» **Seçilen metin**:

Türkiye Barolar Birliği Başkanı Prof. Metin Feyzioğlu’nun dediği gibi; tarih, Cumhuriyetimizin kurucusu Atatürk ve silah arkadaşlarını bir kez daha haklı çıkardı. Çünkü onlar, Cumhuriyet’in kuruluş felsefesini ve dış politikasını, Yeni Ortadoğu’yu ve Yeni Türkiye’yi planlayanların aksine, istihbarat örgütlerinin masalarında belirlememişlerdi! Onlar bu felsefeyi Afrika çöllerinde, Yemen’de, Balkanlarda, Çanakkale’de, Sakarya’da ve Dumlupınar’da çarpışan şehitlerin kanlarıyla yazmışlardı. Osmanlı’nın neden çöktüğünü çok iyi analiz etmişler ve Türkiye Cumhuriyeti’ni, tarihin verdiği ibret derslerinden yola çıkarak, çok sağlam temeller üzerine inşa etmişlerdi...

» **Koordinat işaretleme kayıtları**:
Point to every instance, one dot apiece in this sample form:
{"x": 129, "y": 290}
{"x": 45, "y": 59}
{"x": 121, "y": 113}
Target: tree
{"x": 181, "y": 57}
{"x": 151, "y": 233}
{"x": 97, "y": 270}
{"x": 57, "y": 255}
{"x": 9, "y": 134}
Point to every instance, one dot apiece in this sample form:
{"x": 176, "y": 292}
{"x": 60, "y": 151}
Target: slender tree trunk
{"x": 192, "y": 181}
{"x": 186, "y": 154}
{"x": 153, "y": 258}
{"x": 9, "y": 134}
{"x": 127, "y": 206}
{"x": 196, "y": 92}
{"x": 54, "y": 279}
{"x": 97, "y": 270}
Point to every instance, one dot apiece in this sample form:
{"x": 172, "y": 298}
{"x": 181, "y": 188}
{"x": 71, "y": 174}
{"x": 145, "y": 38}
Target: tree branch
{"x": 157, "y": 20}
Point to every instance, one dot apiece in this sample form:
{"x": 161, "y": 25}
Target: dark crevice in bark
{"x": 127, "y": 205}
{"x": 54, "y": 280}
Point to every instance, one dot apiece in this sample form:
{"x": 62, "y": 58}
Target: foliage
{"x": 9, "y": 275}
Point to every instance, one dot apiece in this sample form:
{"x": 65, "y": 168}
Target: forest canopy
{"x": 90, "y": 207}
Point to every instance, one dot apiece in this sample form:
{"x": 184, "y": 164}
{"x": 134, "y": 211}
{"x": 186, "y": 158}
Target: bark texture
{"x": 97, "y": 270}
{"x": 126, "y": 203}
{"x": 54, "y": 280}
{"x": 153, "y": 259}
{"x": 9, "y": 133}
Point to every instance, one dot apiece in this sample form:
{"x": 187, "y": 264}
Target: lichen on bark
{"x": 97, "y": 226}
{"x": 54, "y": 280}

» **Yapılacak işler**:
A) Kayıtların tamamını yeniden yazın ve geçtiği her yerde "Target" ifadesi yerine "Hedef" koyun. Geri kalan her şey aynı kalsın.
B) Cumhuriyet'in kuruluş felsefesini anlatan metni kaldığı yerden sürdürün.

» **Çözülmüş görevler**:
A)
Point to every instance, one dot apiece in this sample form:
{"x": 129, "y": 290}
{"x": 45, "y": 59}
{"x": 121, "y": 113}
Hedef: tree
{"x": 181, "y": 57}
{"x": 151, "y": 233}
{"x": 97, "y": 270}
{"x": 57, "y": 255}
{"x": 9, "y": 134}
Point to every instance, one dot apiece in this sample form:
{"x": 176, "y": 292}
{"x": 60, "y": 151}
Hedef: slender tree trunk
{"x": 192, "y": 181}
{"x": 186, "y": 154}
{"x": 153, "y": 258}
{"x": 9, "y": 134}
{"x": 127, "y": 206}
{"x": 196, "y": 92}
{"x": 54, "y": 279}
{"x": 97, "y": 270}
Point to every instance, one dot apiece in this sample form:
{"x": 172, "y": 298}
{"x": 181, "y": 188}
{"x": 71, "y": 174}
{"x": 145, "y": 38}
Hedef: tree branch
{"x": 157, "y": 20}
Point to every instance, one dot apiece in this sample form:
{"x": 161, "y": 25}
Hedef: dark crevice in bark
{"x": 127, "y": 205}
{"x": 54, "y": 280}
Point to every instance, one dot apiece in this sample form:
{"x": 62, "y": 58}
Hedef: foliage
{"x": 9, "y": 275}
Point to every instance, one dot apiece in this sample form:
{"x": 65, "y": 168}
Hedef: forest canopy
{"x": 90, "y": 207}
Point to every instance, one dot apiece in this sample form:
{"x": 184, "y": 164}
{"x": 134, "y": 211}
{"x": 186, "y": 158}
Hedef: bark texture
{"x": 97, "y": 270}
{"x": 126, "y": 203}
{"x": 54, "y": 280}
{"x": 153, "y": 259}
{"x": 9, "y": 133}
Point to every instance, one dot apiece in this sample form:
{"x": 187, "y": 264}
Hedef: lichen on bark
{"x": 97, "y": 226}
{"x": 54, "y": 280}

B)
*  *  *

Şimdi tarihe yeni ve şanlı bir sayfa ekleme sırası sana geldi. Her şeyimizi, hatta aldığımız nefesi bile borçlu olduğumuz Atatürk’ün eşsiz emaneti Cumhuriyet’e ve onunla özdeşleşen laik, demokratik parlamenter sisteme sahip çıkma kararlılığın nedeniyle seni yürekten kutluyorum...

*  *  *

Unutma ki, vereceğin “HAYIR” oyu, şimdiye kadar kullandığın tüm oylardan çok daha önemli ve değerli. Çünkü bu, Recep Tayyip Erdoğan’ı seçme veya seçmeme referandumu değil!.. Zira Erdoğan, bir fani olarak sonsuza kadar bu görevde kalmayacak. Referandumun sonucuna göre; ya parlamenter demokratik sistem devam edecek, ya da başkanlık, yani “tek adam” rejimine geçilecek. “Evet” çıkarsa, rejim radikal biçimde değişecek. Böylece ülkenin, senin, ailenin, çocuklarının ve torunlarının geleceğine çoğulcu, demokratik, laik parlamenter sistem yerine, “tek adam” karar verecek. Hakimiyet kayıtsız şartsız milletin değil, kayıtsız şartsız tek adamın olacak!..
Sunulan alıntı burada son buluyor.